EXERCISE INSTRUCTIONS
From the article on strongman assistance exercises, extract word for word the passage starting with "Article written by" and going on through "to improve here.".

Article written by Matt Mills
I have always been a big believer in doing lots of assistance exercises, especially when it comes to the sport of Strongman. Higher volume training has always been something my body has responded best too. Most beginners to the sport need to focus on the main movements of Strongman and improve their technique. Once a base has been established namely in the deadlift, overhead press, and moving events, then more accessory exercises can be added to the program. The best competitors train their weak points, and that is where the accessory work comes in to help. These are just a handful of assistance exercises I use to improve my events. Now, this list is not a replacement for any of the main barbell lifts or strongman events as we are looking to improve here.

A block of data
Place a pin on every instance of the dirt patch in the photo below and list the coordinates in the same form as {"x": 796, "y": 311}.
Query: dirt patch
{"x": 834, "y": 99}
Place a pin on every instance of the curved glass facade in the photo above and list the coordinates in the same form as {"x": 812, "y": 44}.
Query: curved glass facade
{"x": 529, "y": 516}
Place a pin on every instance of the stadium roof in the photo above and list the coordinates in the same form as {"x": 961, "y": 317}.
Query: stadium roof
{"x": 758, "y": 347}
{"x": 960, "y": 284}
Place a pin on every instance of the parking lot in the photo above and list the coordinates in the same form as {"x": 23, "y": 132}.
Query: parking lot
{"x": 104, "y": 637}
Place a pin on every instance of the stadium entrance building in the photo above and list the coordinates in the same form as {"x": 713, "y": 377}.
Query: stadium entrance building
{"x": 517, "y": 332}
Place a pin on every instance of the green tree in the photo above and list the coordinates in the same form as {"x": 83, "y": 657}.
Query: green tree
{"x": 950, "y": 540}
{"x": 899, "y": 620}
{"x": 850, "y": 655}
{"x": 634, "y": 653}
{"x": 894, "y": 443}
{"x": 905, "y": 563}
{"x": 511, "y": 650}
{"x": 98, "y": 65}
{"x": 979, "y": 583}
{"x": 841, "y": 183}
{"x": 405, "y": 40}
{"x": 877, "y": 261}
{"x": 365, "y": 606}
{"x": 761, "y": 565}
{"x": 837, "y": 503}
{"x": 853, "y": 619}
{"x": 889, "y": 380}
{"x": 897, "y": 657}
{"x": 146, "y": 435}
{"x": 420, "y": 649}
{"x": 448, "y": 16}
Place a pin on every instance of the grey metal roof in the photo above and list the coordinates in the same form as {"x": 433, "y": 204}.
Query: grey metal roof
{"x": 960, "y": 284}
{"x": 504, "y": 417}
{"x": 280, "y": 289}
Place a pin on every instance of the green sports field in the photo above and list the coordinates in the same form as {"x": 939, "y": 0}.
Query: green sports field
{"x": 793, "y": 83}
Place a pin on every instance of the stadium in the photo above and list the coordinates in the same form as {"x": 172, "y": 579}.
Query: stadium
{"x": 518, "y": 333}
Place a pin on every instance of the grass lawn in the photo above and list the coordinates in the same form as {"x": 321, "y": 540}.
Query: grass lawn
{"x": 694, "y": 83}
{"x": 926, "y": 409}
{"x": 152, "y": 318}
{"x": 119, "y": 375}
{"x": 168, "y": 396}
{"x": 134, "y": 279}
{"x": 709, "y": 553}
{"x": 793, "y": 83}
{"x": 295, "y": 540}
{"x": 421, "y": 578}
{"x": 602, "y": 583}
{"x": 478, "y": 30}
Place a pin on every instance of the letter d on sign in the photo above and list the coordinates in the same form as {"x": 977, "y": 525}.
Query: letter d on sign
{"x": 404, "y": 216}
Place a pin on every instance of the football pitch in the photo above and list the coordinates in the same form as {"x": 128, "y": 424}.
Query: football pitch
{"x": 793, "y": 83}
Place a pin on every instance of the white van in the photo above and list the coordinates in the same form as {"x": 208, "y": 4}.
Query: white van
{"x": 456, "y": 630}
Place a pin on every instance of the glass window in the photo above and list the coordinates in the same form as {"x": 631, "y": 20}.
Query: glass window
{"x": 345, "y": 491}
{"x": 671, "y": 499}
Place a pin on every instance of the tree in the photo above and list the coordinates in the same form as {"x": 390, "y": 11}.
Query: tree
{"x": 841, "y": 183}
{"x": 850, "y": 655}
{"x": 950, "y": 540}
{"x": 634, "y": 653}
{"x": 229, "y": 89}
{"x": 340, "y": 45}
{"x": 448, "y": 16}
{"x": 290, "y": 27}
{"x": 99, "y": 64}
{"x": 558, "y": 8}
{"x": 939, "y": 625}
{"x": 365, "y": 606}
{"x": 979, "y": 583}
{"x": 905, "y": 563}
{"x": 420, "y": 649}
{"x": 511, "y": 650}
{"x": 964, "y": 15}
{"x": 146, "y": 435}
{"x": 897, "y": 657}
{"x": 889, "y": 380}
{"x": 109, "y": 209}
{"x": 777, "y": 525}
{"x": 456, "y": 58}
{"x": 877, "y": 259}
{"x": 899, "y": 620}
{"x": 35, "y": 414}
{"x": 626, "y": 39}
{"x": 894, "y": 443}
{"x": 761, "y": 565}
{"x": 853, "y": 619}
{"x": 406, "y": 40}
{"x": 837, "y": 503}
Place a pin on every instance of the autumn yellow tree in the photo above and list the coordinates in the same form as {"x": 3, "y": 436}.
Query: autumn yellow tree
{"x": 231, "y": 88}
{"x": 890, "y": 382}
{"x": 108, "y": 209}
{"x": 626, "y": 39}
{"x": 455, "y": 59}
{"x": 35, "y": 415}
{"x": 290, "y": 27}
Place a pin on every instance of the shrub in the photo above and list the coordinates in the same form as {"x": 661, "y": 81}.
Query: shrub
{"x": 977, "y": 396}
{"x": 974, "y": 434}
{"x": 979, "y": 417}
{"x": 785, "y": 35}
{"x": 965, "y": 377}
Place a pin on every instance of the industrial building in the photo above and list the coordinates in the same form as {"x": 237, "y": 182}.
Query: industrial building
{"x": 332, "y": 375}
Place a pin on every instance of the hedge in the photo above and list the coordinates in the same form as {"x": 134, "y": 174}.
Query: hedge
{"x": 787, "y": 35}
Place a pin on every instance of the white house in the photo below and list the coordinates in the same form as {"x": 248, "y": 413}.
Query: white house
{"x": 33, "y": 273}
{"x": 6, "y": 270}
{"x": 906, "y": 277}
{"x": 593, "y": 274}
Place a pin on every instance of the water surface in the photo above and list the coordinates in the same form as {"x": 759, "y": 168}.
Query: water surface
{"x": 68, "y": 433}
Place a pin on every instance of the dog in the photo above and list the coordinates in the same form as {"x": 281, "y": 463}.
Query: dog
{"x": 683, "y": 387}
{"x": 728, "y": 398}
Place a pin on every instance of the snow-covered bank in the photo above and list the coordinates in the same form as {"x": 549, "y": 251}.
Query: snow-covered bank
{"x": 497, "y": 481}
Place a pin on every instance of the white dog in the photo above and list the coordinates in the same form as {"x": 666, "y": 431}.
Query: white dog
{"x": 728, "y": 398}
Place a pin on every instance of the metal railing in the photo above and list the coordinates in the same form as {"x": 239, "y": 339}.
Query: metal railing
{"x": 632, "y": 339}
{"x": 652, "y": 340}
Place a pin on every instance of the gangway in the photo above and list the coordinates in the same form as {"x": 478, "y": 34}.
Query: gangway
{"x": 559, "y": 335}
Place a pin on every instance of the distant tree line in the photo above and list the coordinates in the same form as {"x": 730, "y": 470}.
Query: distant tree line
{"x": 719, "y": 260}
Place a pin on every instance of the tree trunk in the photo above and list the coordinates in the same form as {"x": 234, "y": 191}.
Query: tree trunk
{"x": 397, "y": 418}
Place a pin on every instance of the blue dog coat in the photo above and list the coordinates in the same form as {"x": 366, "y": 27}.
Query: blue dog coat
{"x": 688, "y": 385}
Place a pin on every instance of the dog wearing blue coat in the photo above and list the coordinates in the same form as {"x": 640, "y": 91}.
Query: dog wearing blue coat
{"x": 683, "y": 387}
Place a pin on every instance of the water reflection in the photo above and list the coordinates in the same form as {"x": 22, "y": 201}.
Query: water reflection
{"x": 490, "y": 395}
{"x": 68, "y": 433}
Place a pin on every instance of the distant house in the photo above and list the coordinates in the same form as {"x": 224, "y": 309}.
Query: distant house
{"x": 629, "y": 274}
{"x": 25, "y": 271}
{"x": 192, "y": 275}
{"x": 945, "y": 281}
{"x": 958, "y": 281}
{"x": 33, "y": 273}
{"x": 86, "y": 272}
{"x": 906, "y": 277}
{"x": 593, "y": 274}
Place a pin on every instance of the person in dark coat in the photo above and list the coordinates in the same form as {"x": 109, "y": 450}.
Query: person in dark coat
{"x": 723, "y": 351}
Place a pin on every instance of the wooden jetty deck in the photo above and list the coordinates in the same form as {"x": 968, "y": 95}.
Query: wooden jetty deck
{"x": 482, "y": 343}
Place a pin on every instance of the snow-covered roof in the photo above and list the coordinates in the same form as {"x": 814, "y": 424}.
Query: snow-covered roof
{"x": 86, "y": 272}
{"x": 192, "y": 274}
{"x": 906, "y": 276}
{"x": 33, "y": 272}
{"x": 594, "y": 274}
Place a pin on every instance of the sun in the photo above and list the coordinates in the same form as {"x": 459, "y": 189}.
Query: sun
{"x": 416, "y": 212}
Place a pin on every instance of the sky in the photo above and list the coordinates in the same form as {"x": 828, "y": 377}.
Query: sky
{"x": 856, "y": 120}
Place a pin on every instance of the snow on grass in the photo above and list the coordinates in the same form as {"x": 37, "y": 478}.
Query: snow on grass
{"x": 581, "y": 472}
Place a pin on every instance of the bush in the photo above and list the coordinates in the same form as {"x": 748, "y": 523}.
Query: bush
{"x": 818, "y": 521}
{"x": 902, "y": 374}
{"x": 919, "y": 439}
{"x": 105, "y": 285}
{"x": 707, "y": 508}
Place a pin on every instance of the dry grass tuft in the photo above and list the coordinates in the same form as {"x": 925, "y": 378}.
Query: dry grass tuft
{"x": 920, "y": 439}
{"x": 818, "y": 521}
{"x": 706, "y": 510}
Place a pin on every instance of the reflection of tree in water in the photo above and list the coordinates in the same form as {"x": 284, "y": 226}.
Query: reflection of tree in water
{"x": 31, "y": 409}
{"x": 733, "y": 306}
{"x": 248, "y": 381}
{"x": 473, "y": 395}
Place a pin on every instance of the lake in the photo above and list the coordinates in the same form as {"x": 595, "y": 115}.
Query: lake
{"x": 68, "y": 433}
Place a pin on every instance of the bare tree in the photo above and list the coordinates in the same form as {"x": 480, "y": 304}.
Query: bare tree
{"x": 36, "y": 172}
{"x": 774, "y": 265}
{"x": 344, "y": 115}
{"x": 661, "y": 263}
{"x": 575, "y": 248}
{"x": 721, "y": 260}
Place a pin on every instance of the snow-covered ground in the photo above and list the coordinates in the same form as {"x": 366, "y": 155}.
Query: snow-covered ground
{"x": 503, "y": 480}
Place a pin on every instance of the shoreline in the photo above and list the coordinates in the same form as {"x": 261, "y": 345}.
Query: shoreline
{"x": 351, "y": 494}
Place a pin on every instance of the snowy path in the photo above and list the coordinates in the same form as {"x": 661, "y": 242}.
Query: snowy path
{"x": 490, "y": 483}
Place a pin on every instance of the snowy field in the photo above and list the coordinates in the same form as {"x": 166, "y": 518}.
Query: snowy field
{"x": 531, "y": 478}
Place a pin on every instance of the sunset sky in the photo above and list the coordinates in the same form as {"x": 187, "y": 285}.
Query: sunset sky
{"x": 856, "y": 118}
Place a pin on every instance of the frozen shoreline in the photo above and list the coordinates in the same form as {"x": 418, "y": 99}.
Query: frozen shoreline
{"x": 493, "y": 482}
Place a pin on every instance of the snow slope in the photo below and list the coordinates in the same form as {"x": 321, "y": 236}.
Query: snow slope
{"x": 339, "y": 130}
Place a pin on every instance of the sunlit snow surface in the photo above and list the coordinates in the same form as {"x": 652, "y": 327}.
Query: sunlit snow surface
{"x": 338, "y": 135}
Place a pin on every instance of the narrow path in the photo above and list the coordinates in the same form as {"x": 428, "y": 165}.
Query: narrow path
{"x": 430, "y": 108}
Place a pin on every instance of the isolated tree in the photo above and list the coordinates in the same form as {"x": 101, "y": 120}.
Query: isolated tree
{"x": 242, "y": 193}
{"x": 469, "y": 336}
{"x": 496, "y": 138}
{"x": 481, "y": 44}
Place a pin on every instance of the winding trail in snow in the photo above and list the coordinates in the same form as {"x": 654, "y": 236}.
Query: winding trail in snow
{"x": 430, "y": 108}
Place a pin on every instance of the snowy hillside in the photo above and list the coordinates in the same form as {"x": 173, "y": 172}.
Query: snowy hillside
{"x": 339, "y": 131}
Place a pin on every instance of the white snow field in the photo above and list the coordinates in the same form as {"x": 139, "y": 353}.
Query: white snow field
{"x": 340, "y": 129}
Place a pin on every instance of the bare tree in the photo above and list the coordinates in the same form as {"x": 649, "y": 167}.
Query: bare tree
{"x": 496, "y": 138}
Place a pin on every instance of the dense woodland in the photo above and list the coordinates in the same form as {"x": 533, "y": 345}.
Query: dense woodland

COMPLETE OUTPUT
Article written by Matt Mills
I have always been a big believer in doing lots of assistance exercises, especially when it comes to the sport of Strongman. Higher volume training has always been something my body has responded best too. Most beginners to the sport need to focus on the main movements of Strongman and improve their technique. Once a base has been established namely in the deadlift, overhead press, and moving events, then more accessory exercises can be added to the program. The best competitors train their weak points, and that is where the accessory work comes in to help. These are just a handful of assistance exercises I use to improve my events. Now, this list is not a replacement for any of the main barbell lifts or strongman events as we are looking to improve here.